Take the records underneath and set them down exactly.

** Begin Data listing **

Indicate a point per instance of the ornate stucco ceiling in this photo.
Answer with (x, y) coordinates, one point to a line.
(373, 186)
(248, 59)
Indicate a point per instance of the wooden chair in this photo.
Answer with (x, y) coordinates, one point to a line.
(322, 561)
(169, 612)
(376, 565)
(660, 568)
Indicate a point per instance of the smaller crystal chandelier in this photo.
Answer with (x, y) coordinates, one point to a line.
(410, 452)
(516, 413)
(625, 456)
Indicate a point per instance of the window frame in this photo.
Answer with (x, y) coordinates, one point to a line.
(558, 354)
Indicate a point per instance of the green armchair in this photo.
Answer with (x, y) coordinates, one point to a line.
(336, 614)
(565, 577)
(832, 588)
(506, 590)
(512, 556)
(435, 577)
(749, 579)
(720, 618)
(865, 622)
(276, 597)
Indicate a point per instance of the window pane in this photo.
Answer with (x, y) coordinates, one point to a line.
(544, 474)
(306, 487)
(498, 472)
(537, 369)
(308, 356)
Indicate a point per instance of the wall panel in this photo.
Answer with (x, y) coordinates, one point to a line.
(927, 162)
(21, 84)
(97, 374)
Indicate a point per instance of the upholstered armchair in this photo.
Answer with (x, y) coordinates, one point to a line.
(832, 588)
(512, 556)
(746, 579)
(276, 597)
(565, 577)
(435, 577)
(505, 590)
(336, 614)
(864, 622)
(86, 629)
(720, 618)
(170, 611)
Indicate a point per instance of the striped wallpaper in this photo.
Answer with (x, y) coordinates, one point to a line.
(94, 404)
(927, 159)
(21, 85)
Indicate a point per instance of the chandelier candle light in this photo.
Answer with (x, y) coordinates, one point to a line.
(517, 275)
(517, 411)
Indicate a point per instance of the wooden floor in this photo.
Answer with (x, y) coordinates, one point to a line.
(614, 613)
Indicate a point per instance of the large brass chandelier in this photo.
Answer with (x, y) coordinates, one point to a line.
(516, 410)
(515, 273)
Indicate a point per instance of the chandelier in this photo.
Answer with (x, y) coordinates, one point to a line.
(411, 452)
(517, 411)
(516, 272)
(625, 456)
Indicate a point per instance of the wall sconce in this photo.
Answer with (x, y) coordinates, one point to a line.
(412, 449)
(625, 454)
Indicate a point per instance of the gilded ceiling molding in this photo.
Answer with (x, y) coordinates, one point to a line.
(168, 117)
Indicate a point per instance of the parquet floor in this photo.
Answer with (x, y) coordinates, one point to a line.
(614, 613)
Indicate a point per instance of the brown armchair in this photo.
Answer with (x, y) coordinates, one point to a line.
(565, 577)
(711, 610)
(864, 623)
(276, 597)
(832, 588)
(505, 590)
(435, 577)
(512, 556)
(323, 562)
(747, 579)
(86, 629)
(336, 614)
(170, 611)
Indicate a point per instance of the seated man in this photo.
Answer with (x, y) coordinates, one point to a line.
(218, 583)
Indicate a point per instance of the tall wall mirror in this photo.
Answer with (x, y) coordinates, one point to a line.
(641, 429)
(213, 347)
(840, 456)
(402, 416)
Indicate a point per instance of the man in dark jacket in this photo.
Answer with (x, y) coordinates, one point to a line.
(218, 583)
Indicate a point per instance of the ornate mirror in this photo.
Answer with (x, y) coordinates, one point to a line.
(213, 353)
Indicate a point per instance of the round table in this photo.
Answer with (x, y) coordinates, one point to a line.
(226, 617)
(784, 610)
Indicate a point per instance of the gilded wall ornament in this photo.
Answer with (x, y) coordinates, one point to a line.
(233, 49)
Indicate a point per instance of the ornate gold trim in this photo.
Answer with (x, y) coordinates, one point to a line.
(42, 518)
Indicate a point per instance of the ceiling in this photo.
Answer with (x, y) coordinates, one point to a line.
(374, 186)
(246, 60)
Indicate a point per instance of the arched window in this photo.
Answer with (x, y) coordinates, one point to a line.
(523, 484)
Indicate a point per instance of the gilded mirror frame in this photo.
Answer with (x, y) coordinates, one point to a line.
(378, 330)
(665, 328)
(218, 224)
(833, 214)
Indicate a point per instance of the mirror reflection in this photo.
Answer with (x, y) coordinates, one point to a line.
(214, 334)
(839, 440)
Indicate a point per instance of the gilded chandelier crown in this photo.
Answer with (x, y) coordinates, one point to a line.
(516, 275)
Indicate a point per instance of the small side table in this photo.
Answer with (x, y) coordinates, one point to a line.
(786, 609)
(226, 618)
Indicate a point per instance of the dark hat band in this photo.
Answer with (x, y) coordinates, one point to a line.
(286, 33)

** End Data listing **

◆ **Answer to this task**:
Indicate a point per instance of the ornate stucco ceiling in this photo.
Answer with (x, y) coordinates, one point to a line.
(373, 186)
(248, 59)
Indicate a point per instance of the wooden chair in this photo.
Answer with (x, y) coordinates, one point to a line.
(322, 561)
(169, 612)
(376, 565)
(660, 568)
Indicate a point per instance of the smaller crystal chandelier in this photo.
Answer with (x, y) coordinates, one point to a line.
(410, 452)
(516, 413)
(625, 456)
Indicate a point per instance of the window frame in this photo.
Answer with (x, y) coordinates, one point to a line.
(558, 354)
Indicate a point per instance of the green armchair in this photo.
Answer with (x, y) coordinates, one point to a line.
(336, 614)
(565, 577)
(832, 588)
(506, 590)
(512, 556)
(435, 577)
(749, 579)
(720, 618)
(865, 622)
(276, 597)
Indicate a point per instance of the window pane in this photo.
Answer with (x, y) coordinates, one point to a line.
(544, 474)
(306, 487)
(498, 472)
(537, 369)
(308, 356)
Indicate a point per instance of the wall panel in this photo.
Answer with (x, y) coordinates, one point to a line.
(927, 162)
(21, 84)
(97, 374)
Indicate a point per instance of the upholstered armchair in this photo.
Answer with (x, y) coordinates, one point to a line.
(832, 588)
(512, 556)
(746, 579)
(276, 597)
(565, 577)
(435, 577)
(505, 590)
(336, 614)
(864, 622)
(86, 629)
(720, 618)
(170, 611)
Indicate a point per instance of the striped wallpaper in this photo.
Answer with (x, y) coordinates, one point to a line.
(94, 404)
(927, 159)
(21, 85)
Indicate a point per instance of the chandelier candle light in this photo.
Answer with (x, y) coordinates, one point to a line.
(517, 275)
(517, 411)
Indicate a point per instance of the wooden floor in this photo.
Answer with (x, y) coordinates, one point to a line.
(614, 613)
Indicate a point per instance of the large brass chandelier in this photo.
Answer with (x, y) coordinates, one point to a line.
(516, 410)
(515, 273)
Indicate a point per instance of the chandelier in this photo.
Answer with (x, y) coordinates, one point to a line.
(411, 452)
(517, 411)
(516, 272)
(625, 456)
Indicate a point per instance of the wall sconce in this photo.
Answer with (x, y) coordinates, one point to a line.
(412, 449)
(625, 454)
Indicate a point per instance of the gilded ceiling molding in this photo.
Answer with (x, y) coordinates, one point to a line.
(168, 117)
Indicate a point per instance of the parquet floor in this photo.
Answer with (x, y) coordinates, one point to a line.
(614, 613)
Indicate a point per instance of the brown armchair in this photo.
Answer with (x, y) coordinates, one point to a line.
(565, 577)
(711, 610)
(864, 623)
(276, 597)
(832, 588)
(505, 590)
(435, 577)
(512, 556)
(323, 562)
(747, 579)
(86, 629)
(336, 614)
(170, 611)
Indicate a point per instance of the seated man in this photo.
Answer with (x, y) coordinates, one point to a line.
(218, 583)
Indicate a point per instance of the tall wall mirror in this photo.
Answer with (x, y) coordinates, one point to a line.
(641, 429)
(213, 347)
(840, 456)
(402, 416)
Indicate a point per instance of the man in dark jacket in this photo.
Answer with (x, y) coordinates, one point to a line.
(218, 583)
Indicate a point per instance of the ornate mirror in this photo.
Answer with (x, y) coordinates, one point to a line.
(213, 353)
Indicate a point per instance of the round table in this photo.
Answer with (x, y) coordinates, one point to a line.
(226, 617)
(784, 610)
Indicate a point per instance of the gilded wall ornament in this photo.
Answer with (x, y) coordinates, one point to a line.
(233, 49)
Indicate a point per instance of the ornate gold trim in this photo.
Answer with (x, y) coordinates, one point to a line.
(42, 518)
Indicate a point per instance of the ceiling in this photo.
Answer with (x, y) coordinates, one point to a line.
(374, 186)
(246, 60)
Indicate a point per instance of the arched window in this photo.
Answer with (x, y) coordinates, one point to a line.
(523, 484)
Indicate a point per instance of the gilded mirror frame in this photo.
Answer with (x, y) coordinates, one point to a line.
(378, 330)
(665, 328)
(218, 224)
(833, 214)
Indicate a point per instance of the mirror reflection in this photo.
Answer with (x, y) coordinates, one point to a line.
(214, 334)
(839, 440)
Indicate a point per instance of the gilded chandelier crown in this photo.
Answer with (x, y) coordinates, one point to a line.
(516, 275)
Indicate a point per instance of the small side table in this photo.
Answer with (x, y) coordinates, one point to a line.
(786, 609)
(226, 618)
Indicate a point per instance of the dark hat band in this photo.
Answer with (x, y) coordinates, one point to a line.
(286, 33)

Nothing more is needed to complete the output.